> _EXERCISE TASK_:
Each line below is to be written out in full, exactly as shown.

Dataset records
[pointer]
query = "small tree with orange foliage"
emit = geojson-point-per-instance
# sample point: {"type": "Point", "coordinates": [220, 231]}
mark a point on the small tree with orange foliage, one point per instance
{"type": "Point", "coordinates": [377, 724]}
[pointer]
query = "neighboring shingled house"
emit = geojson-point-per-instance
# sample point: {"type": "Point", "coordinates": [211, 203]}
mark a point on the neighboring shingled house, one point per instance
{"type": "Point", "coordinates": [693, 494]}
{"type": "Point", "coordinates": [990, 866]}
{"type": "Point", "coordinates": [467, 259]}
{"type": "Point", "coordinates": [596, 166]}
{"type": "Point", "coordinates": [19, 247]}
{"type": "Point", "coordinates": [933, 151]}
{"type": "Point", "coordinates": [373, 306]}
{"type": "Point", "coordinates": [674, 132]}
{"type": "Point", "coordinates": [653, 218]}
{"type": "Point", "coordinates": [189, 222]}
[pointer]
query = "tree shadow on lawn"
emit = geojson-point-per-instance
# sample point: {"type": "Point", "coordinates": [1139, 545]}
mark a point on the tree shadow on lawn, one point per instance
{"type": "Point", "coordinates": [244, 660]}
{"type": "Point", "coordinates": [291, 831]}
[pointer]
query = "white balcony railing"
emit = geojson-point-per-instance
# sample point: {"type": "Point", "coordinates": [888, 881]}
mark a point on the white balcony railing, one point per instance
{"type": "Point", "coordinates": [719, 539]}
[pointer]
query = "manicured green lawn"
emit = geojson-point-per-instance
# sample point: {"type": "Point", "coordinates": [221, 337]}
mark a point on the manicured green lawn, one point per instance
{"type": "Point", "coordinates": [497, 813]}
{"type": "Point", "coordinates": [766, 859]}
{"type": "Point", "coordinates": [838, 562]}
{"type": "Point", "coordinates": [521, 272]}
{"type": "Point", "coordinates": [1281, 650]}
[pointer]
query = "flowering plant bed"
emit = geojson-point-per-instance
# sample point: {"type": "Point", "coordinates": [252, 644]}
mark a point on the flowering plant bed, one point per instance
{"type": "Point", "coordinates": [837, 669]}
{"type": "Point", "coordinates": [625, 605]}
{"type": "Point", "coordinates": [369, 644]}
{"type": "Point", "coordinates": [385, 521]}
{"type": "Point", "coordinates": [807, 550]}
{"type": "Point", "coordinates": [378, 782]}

> _CORRECT ANSWER_:
[pointer]
query = "small tree with orange foliage"
emit = geojson-point-per-instance
# sample point: {"type": "Point", "coordinates": [220, 231]}
mark a point on the small tree with orange foliage, one point per instance
{"type": "Point", "coordinates": [377, 724]}
[pointer]
query = "neighboring shingled house"
emit = geojson-point-per-instance
# sample point: {"type": "Point", "coordinates": [211, 203]}
mark a point on the neighboring shingled house, one point per instance
{"type": "Point", "coordinates": [693, 494]}
{"type": "Point", "coordinates": [990, 866]}
{"type": "Point", "coordinates": [467, 259]}
{"type": "Point", "coordinates": [596, 166]}
{"type": "Point", "coordinates": [19, 247]}
{"type": "Point", "coordinates": [933, 151]}
{"type": "Point", "coordinates": [373, 306]}
{"type": "Point", "coordinates": [674, 132]}
{"type": "Point", "coordinates": [653, 218]}
{"type": "Point", "coordinates": [189, 222]}
[pointer]
query = "tree shadow on lawn"
emit = geojson-point-per-instance
# sample point: {"type": "Point", "coordinates": [1139, 545]}
mark a point on the tree shadow on lawn, one point per instance
{"type": "Point", "coordinates": [244, 660]}
{"type": "Point", "coordinates": [291, 831]}
[pointer]
query = "white balcony railing"
emit = geojson-point-per-instance
# sample point: {"type": "Point", "coordinates": [888, 881]}
mark a point on the white balcony railing, one point per instance
{"type": "Point", "coordinates": [719, 539]}
[pointer]
query = "manicured green lawn"
emit = geojson-point-per-instance
# sample point: {"type": "Point", "coordinates": [221, 337]}
mark a point on the manicured green lawn, one point per instance
{"type": "Point", "coordinates": [497, 813]}
{"type": "Point", "coordinates": [766, 859]}
{"type": "Point", "coordinates": [838, 562]}
{"type": "Point", "coordinates": [521, 272]}
{"type": "Point", "coordinates": [1281, 650]}
[pointer]
query = "flowering plant bed"
emit = geojson-point-per-instance
# sample point: {"type": "Point", "coordinates": [252, 644]}
mark a point on the flowering plant bed, one point per instance
{"type": "Point", "coordinates": [837, 669]}
{"type": "Point", "coordinates": [625, 605]}
{"type": "Point", "coordinates": [369, 644]}
{"type": "Point", "coordinates": [385, 521]}
{"type": "Point", "coordinates": [807, 550]}
{"type": "Point", "coordinates": [378, 782]}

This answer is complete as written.